> [Passage]
****************

# New Here. I just bought this, need to know if I got a good vintage camera..



## markadc (Jan 3, 2013)

Hey

I just bought this in an auction. It was in a box of junk, and paid a great price for it. I know it is a rolleiflex, but I do not know how to determine what model and its value. Is it rare? All help is greatly appreciated.


----------



## Derrel (Jan 3, 2013)

Can't see much of it...it's gray...is it a "baby Rollei", perhaps??? One that shoots the discontinued 127 size film???

What does it say inside?


----------



## tirediron (Jan 3, 2013)

*Moving to the Collector's Corner - you should get better help there.*


----------



## compur (Jan 3, 2013)

Need better photos


----------



## Ysarex (Jan 3, 2013)

Derrel said:


> Can't see much of it...it's gray...is it a "baby Rollei", perhaps??? One that shoots the discontinued 127 size film???
> 
> What does it say inside?



Absolutely a baby Rollei. The lens is a 65mm Xenar. This is the common variant of the camera -- the grey one. In good cosmetic condition and working it's worth about $200.00.

Buy some efke 127 film and it takes great photos.

Joe


----------



## orlovphoto (Jan 4, 2013)

****************

> [Data provided]
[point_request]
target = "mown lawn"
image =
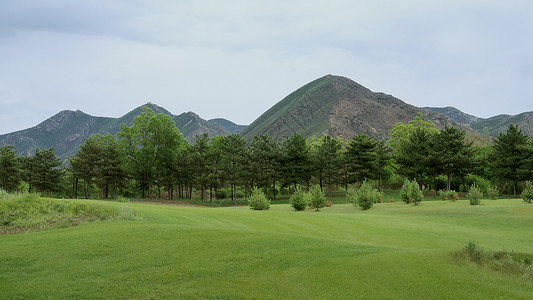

****************

> [Brief 1]
In the Rolleiflex thread, why does tirediron move the discussion to the Collector's Corner? Answer in one to three sentences.
> [Brief 2]
Carry on the Rolleiflex thread from its last line.
The data above comes from a separate source, not from the Rolleiflex thread.

> [Output 1]
Tirediron moves it there because the original poster should get better help in that section.

> [Output 2]
If you end up using it and happen to be on F-book I cordially invite you to join Rolleiflex users group.  We need more Baby Rollei shooters there


----------



## Horngreen (Jan 10, 2013)

This might tell you
Chart of Rolleiflex TLR Cameras and S/N


----------



## bsinmich (Jan 10, 2013)

Two sources of 127 film would be BH Photo in New York and Freestyle in California.  It does run around $13.00 per roll.


----------



## Horngreen (Jan 14, 2013)

The Classic Camera/Cut film for Piccolette

There are many ways to slit 120 down to 127 yourself. I've done it with a razor blade locked into an old 120 camera and it works. There will be issues with the numbering on the paper backing though. Mine was like this one... film slitter | Flickr - Photo Sharing!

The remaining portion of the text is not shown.